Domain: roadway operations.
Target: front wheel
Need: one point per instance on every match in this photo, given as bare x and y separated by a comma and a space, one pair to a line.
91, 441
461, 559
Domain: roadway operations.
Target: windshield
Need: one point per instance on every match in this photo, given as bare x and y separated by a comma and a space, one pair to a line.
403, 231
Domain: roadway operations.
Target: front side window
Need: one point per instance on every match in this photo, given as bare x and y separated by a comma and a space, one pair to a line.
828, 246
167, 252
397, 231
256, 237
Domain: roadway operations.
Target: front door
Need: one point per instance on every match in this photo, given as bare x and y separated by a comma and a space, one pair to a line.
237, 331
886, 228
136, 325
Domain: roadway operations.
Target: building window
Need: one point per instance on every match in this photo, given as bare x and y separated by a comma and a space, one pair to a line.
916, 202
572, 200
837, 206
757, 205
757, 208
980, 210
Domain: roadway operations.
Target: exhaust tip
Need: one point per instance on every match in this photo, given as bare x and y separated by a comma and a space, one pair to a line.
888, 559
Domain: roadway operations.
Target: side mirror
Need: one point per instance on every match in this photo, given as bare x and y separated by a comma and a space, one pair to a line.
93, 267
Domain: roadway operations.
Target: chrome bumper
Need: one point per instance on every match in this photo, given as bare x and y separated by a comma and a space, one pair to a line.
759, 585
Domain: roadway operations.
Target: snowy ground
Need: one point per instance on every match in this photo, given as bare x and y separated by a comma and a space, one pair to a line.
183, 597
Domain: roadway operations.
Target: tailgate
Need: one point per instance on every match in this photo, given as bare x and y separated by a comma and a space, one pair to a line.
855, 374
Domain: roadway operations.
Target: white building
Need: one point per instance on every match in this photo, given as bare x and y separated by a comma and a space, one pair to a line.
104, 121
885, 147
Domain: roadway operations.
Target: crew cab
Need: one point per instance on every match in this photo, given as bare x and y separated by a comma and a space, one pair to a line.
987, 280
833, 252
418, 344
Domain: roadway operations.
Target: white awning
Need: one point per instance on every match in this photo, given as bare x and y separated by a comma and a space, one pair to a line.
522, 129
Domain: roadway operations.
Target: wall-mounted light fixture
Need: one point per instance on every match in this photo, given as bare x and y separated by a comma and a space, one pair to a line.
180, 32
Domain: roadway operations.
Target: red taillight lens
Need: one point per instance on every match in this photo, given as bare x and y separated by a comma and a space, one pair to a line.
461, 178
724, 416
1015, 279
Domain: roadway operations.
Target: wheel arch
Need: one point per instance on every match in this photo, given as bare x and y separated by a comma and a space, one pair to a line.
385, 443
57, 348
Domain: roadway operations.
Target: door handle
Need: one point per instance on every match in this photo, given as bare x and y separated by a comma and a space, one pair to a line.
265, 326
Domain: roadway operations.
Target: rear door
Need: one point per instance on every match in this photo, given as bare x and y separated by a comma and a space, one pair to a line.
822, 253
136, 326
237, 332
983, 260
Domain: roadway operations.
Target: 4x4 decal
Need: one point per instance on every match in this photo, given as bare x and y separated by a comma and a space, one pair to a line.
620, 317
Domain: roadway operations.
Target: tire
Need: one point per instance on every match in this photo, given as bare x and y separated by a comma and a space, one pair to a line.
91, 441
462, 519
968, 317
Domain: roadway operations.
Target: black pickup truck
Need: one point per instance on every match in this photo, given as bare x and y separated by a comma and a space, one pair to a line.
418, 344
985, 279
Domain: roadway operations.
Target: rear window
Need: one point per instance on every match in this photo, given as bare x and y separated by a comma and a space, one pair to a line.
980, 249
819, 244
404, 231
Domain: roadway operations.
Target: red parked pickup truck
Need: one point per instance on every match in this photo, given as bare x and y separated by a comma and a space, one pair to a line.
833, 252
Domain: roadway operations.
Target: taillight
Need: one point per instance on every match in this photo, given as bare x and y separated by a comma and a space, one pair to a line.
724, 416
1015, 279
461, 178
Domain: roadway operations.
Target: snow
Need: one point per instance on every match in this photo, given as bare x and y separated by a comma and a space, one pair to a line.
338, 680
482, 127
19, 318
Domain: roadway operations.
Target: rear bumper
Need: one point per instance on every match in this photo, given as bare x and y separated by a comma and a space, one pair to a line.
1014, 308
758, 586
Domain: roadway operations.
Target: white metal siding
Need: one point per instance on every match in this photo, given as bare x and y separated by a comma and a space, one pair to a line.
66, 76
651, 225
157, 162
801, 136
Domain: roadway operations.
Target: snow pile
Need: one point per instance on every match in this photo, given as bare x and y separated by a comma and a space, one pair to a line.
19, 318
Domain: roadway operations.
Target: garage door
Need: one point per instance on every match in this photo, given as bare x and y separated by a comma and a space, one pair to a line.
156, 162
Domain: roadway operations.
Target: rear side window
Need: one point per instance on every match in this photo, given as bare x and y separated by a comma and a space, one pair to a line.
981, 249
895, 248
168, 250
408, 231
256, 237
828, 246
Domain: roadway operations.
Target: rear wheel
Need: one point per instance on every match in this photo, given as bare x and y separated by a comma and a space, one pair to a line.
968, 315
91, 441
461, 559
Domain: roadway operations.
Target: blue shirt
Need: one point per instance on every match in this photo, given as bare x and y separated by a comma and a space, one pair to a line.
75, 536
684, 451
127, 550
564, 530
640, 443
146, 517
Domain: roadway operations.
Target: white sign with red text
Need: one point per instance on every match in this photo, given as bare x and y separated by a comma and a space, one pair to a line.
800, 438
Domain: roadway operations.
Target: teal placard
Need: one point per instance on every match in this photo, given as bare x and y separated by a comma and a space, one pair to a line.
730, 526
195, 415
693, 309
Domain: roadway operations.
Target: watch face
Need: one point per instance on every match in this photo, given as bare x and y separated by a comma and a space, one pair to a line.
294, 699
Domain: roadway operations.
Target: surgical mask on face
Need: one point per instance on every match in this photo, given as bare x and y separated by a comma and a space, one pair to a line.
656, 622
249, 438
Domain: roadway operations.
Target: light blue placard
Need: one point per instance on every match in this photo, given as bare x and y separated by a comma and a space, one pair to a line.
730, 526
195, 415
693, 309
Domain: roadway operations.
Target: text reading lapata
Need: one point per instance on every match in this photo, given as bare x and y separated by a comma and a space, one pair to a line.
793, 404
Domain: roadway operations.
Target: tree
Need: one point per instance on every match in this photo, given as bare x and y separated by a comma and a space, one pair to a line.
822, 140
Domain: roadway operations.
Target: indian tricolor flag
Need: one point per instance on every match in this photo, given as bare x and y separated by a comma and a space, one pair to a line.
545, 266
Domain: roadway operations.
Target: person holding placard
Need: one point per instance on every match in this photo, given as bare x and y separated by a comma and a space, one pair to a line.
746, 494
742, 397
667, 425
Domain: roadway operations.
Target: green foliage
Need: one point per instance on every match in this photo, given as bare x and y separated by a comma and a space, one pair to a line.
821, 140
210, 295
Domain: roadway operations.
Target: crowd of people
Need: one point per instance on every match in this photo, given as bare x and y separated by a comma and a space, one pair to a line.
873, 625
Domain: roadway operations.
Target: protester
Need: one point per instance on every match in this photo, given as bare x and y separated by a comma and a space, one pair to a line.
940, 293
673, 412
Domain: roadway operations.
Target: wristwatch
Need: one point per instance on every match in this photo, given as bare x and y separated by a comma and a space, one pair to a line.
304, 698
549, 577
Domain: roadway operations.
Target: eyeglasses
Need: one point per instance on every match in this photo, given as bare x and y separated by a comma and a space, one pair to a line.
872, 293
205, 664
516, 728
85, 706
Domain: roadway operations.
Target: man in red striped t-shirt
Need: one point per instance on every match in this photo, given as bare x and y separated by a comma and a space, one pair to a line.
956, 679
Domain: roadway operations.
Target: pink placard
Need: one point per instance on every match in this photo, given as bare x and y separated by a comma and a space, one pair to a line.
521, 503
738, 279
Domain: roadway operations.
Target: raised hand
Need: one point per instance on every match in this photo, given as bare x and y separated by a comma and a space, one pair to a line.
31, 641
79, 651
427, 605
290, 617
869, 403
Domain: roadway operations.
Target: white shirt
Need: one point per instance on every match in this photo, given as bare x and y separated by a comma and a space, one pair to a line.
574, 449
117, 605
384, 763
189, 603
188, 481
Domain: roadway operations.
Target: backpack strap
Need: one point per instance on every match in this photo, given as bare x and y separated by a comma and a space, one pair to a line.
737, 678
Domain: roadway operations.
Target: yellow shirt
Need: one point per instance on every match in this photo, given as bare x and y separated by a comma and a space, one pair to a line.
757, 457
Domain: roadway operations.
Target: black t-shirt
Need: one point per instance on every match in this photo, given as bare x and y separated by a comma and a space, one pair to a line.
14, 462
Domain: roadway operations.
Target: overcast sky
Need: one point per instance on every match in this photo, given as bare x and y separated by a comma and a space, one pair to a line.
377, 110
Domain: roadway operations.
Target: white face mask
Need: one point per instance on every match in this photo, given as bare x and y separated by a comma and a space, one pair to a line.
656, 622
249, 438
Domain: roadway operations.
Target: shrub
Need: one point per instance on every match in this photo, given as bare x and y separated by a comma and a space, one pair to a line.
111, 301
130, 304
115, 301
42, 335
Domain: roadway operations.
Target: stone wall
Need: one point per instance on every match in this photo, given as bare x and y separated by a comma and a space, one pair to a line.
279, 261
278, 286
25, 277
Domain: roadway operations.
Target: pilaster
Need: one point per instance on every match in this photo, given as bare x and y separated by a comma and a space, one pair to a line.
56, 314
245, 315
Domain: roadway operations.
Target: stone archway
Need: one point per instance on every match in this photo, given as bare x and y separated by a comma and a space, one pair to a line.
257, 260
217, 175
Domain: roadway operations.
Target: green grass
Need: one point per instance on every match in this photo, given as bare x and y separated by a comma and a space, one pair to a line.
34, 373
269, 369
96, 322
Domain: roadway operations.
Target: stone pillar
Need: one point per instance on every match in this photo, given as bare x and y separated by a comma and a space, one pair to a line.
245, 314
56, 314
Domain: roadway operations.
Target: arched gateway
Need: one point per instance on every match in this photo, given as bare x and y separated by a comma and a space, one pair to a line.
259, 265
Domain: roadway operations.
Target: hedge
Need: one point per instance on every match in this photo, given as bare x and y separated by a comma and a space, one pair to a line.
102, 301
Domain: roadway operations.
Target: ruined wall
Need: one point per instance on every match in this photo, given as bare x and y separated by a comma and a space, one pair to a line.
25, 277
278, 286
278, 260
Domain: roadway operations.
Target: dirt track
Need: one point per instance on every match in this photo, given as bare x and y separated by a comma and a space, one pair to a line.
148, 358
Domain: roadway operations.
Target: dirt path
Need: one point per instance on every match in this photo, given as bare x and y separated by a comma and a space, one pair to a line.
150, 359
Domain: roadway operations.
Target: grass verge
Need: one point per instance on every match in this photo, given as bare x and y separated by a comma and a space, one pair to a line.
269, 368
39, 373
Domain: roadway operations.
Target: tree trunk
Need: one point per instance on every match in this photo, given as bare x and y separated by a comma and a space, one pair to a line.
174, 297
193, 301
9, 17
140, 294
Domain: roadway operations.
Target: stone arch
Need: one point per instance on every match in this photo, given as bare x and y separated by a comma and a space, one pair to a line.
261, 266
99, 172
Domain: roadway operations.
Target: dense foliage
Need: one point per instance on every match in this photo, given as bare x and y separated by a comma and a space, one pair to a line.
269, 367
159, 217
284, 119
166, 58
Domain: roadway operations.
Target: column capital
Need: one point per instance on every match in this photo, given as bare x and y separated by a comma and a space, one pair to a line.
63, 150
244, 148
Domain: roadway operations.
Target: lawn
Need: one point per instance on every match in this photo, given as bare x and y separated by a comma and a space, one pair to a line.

→ **Short problem**: Which lines in the listing above contain the word "window"? List each such line in full, treating uppercase and lowercase as different.

→ **Answer in full**:
Target: front side window
Target: building window
Target: rear window
Target: rear side window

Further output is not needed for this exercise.